§ **TASK ITEM**
Output all of the material exactly; leave out no line.

§ **MATERIAL SUPPLIED**
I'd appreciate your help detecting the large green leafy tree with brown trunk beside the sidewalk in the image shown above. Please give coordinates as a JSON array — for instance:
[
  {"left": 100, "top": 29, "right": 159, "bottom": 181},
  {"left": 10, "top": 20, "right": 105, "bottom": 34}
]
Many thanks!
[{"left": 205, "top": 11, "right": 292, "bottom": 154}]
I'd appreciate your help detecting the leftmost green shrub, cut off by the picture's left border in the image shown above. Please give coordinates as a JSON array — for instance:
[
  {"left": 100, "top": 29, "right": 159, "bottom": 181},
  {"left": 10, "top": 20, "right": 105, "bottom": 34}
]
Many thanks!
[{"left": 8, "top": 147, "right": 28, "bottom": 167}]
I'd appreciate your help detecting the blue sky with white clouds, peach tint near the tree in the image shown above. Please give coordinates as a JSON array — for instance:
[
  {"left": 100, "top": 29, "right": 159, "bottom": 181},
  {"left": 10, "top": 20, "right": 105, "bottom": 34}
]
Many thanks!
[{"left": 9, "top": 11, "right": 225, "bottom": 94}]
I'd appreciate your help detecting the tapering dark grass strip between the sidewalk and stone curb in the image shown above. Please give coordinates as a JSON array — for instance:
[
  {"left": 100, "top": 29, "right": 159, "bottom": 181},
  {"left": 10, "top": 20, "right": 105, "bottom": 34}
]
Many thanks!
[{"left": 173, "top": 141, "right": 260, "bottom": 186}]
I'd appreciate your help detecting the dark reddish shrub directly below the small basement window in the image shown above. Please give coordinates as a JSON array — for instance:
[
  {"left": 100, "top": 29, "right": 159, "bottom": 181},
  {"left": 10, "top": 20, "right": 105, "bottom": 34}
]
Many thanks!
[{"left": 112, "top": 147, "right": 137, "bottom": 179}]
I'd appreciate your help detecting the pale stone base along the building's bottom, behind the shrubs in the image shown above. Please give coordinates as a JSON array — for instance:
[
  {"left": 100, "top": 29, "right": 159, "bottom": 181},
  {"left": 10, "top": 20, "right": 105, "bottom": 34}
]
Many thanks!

§ **RESPONSE BELOW**
I'd appreciate your help detecting the large green leafy tree with brown trunk beside the sidewalk in the image shown above. Please give coordinates as a JSON array — for instance:
[
  {"left": 100, "top": 29, "right": 159, "bottom": 181},
  {"left": 10, "top": 20, "right": 105, "bottom": 34}
]
Many thanks!
[{"left": 205, "top": 11, "right": 292, "bottom": 154}]
I'd appreciate your help detecting the leftmost green shrub, cut off by the picture's left border in the image shown above. Please give coordinates as a JSON array — for instance:
[
  {"left": 100, "top": 29, "right": 159, "bottom": 181},
  {"left": 10, "top": 20, "right": 105, "bottom": 34}
]
Many thanks!
[{"left": 8, "top": 147, "right": 28, "bottom": 167}]
I'd appreciate your help detecting the blue sky with white clouds, peach tint near the tree in the image shown above. Please give coordinates as a JSON array — for instance:
[
  {"left": 100, "top": 29, "right": 159, "bottom": 181},
  {"left": 10, "top": 20, "right": 105, "bottom": 34}
]
Many thanks!
[{"left": 9, "top": 11, "right": 225, "bottom": 94}]
I'd appreciate your help detecting the tapering dark grass strip between the sidewalk and stone curb in the image shown above. Please give coordinates as a JSON array — for instance:
[
  {"left": 100, "top": 29, "right": 159, "bottom": 181},
  {"left": 10, "top": 20, "right": 105, "bottom": 34}
]
Many thanks!
[{"left": 173, "top": 141, "right": 260, "bottom": 186}]
I'd appreciate your help detecting the dark reddish shrub directly below the small basement window in the image shown above. Please give coordinates as a JSON array — for instance:
[
  {"left": 100, "top": 29, "right": 159, "bottom": 181},
  {"left": 10, "top": 20, "right": 105, "bottom": 34}
]
Many thanks!
[{"left": 112, "top": 147, "right": 137, "bottom": 179}]
I'd appreciate your help detecting the pale stone base along the building's bottom, behind the shrubs in the image shown above. Please give coordinates as a JSON array — for instance:
[
  {"left": 100, "top": 29, "right": 159, "bottom": 181},
  {"left": 10, "top": 20, "right": 105, "bottom": 34}
]
Many thanks!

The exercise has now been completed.